● The problem: All records must be restated word for word.

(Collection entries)
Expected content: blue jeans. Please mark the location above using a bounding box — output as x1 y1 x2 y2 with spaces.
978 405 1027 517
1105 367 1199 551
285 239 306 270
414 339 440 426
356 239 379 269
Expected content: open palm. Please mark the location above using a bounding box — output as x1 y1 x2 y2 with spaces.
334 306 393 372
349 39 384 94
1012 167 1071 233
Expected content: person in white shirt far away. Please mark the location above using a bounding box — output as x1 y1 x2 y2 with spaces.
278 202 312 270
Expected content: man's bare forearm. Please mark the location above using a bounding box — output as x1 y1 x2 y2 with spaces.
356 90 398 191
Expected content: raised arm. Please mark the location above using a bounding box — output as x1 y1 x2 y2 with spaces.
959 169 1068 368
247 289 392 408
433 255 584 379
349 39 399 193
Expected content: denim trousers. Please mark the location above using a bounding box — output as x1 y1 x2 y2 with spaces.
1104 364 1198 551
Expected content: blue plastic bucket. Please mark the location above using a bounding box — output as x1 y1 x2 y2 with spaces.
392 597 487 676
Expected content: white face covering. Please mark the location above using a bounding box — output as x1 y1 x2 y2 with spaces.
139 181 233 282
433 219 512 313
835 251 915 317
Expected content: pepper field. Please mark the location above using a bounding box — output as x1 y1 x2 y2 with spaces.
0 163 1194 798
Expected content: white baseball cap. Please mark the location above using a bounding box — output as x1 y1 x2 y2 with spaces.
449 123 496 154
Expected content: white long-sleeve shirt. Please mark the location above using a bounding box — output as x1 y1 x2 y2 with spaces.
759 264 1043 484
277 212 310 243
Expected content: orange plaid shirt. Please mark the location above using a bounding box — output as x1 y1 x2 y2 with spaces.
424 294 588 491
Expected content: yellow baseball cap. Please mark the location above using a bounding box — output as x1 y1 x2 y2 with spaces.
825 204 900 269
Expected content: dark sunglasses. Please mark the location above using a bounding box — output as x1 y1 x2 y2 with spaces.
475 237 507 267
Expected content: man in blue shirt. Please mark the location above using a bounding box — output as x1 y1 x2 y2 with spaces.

● Reply:
Expected content: blue jeans. Please mark the location above using a bounding box — output as x1 y1 x2 y2 with spaces.
978 405 1027 517
1105 367 1199 551
285 239 306 270
414 339 440 426
356 239 379 269
Expected content: open palm. Please mark the location above using a bounding box — output as x1 y1 x2 y2 with spaces.
334 306 393 372
349 39 384 94
1012 167 1071 233
Expected content: person in white shirt far away. Please mark the location above using a bounding box — output as x1 y1 x2 y2 with spaces.
278 202 312 270
Expected content: man's bare forearm. Please mark the location above using a bounding box — output as x1 y1 x2 y2 with spaces.
356 90 398 191
Expected content: raised arm. Please mark the location above using a bounding box — output as x1 y1 x2 y2 with spaces.
959 169 1068 368
247 289 392 408
433 255 584 379
349 39 399 193
Expected content: denim trousers. Please mark the location above using a bounding box — output as x1 y1 x2 y2 with spaces.
1104 364 1198 551
Expected content: blue plastic bucket. Please mark the location above using a bounding box — output as x1 y1 x2 y2 with spaces.
392 597 487 676
Expected content: white face covering. Please mark the location above using a bounding box — output as x1 y1 x2 y2 with spaces.
139 181 233 282
433 219 512 313
835 251 915 317
Expected content: pepper field. Please mark the location above using a bounding box — output as x1 y1 x2 y2 with spaces.
0 163 1194 798
Expected content: white baseball cap. Please mark the location above using a bounding box — output as x1 y1 x2 y2 with spaces.
449 123 496 154
Expected content: white long-sleeve shirt. Please mark the location above using a bounding box — output as x1 y1 x2 y2 with spaces.
759 264 1043 484
277 212 310 243
Expected content: orange plaid shirt. Please mark the location above using a bounding box — output as x1 y1 x2 y2 with spaces.
424 294 588 491
Expected content: yellow baseball cap. Please mark the location above using a bounding box — output as x1 y1 x2 y2 with spaces.
825 204 900 269
Expected content: dark sunglasses. Please mark the location above using a bounding box — output as x1 y1 x2 y2 with spaces.
475 237 507 267
Expected content: man in blue shirt. Please mark the location above using a bounding box — output as x1 y1 x2 y2 with spaces.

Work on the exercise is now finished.